_Supplied passage_
Mar 19, 2024  
2018-2019 General Catalog 
    
2018-2019 General Catalog [ARCHIVED CATALOG–FOR INFORMATION ONLY]

About Southern Utah University


 

Our Heritage 

Throughout our history, Southern Utah University has evolved from a teacher training institution to a comprehensive regional university. From the time of its founding, SUU has placed students first by featuring personalized and participative classes, combined with competent, qualified and supportive faculty, staff, and administration. The university provides skill development opportunities, major academic specialties, outreach services, cultural and athletic activities, economic and business development resources, and regional archives. Capitalizing on our unique environment, Southern Utah University prepares its graduates to excel in careers and as citizens by emphasizing the following core values: Academic Excellence, Community and Social Responsibility, and Involvement and Personal Growth.

The University’s History 

Possessing a rich pioneer heritage, SUU has a unique history in American higher education. In 1897, Cedar City was notified it had been chosen as the site for the Branch Normal School, the first teacher training school in Southern Utah.

In September of 1897, the school opened its doors for the first time. However, only two months into the session, the Attorney General ruled that Cedar City was not complying with the provision stating that the school must be on land deeded to the state for educational purposes. If a building was not erected by the following September, the school would be lost. Winter had already set in, when on January 5, 1898, a group of townspeople trudged into the Cedar Mountains, setting out to do the impossible. Snow had obliterated the trail they had originally blazed and the wagons could not make it and were abandoned. It was in this phase of their march that an old sorrel horse proved so valuable. Placed at the front of the party, the horse walked steadily into the drifts, pushing and straining against the snow until it gave way. Then he would pause for a rest, sitting down on his haunches the way a dog does, heave a big sigh, and get up and start all over again. “Old Sorrel” was credited with being the savior of the expedition.

The people of Cedar City continued their work from January through July and in September of 1898, the building, now known as Old Main, was completed.

_Supplied material_
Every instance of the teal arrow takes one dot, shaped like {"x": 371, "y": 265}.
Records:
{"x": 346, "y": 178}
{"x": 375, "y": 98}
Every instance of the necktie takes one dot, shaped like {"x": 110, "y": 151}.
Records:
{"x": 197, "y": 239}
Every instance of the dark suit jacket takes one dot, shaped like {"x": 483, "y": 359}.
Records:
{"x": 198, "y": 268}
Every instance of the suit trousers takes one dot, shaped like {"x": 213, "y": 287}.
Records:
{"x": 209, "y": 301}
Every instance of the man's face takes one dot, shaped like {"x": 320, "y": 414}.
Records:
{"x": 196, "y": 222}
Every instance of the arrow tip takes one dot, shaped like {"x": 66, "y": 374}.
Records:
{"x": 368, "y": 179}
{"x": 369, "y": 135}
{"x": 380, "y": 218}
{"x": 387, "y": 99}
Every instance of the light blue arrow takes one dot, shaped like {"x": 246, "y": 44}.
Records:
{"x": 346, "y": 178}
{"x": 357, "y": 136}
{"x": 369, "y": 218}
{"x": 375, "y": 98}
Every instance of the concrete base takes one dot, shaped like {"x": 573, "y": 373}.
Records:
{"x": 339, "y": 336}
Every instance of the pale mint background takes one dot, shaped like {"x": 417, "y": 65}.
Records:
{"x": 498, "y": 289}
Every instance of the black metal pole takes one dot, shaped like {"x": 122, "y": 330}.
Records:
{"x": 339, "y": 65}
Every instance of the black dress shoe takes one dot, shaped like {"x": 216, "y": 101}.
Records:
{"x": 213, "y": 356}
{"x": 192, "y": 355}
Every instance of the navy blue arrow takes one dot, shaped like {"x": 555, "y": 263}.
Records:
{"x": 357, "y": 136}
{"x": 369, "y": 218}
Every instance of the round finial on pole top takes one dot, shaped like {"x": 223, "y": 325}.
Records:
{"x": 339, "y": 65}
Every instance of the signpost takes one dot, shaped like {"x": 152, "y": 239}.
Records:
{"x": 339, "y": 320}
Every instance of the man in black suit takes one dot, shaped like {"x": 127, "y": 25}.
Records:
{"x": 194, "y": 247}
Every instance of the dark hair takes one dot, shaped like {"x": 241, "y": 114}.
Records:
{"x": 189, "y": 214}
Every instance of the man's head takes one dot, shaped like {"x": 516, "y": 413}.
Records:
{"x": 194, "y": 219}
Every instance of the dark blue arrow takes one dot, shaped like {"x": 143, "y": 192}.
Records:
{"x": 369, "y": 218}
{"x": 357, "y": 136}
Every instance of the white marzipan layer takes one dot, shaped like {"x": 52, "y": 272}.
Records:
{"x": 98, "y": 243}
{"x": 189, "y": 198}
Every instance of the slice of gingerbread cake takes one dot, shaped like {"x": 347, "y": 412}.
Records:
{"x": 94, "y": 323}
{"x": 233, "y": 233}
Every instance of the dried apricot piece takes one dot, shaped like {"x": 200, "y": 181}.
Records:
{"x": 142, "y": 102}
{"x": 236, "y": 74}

_Requests_
- a) In the passage on Southern Utah University's history, what is the building completed in September 1898 now known as?
- b) Rewrite the entries, everything from the one containing "Every instance of the dark blue" down to the last entry, as a two-column CSV with the columns instruction and answer. Give one row per entry, put each field in quotes, and replace line breaks with spaces.

_Responses to the exercise_
- a) Old Main

- b)
instruction,answer
"Every instance of the dark blue arrow takes one dot, shaped like {""x"": 143, ""y"": 192}. Records:","{""x"": 369, ""y"": 218} {""x"": 357, ""y"": 136}"
"Every instance of the white marzipan layer takes one dot, shaped like {""x"": 52, ""y"": 272}. Records:","{""x"": 98, ""y"": 243} {""x"": 189, ""y"": 198}"
"Every instance of the slice of gingerbread cake takes one dot, shaped like {""x"": 347, ""y"": 412}. Records:","{""x"": 94, ""y"": 323} {""x"": 233, ""y"": 233}"
"Every instance of the dried apricot piece takes one dot, shaped like {""x"": 200, ""y"": 181}. Records:","{""x"": 142, ""y"": 102} {""x"": 236, ""y"": 74}"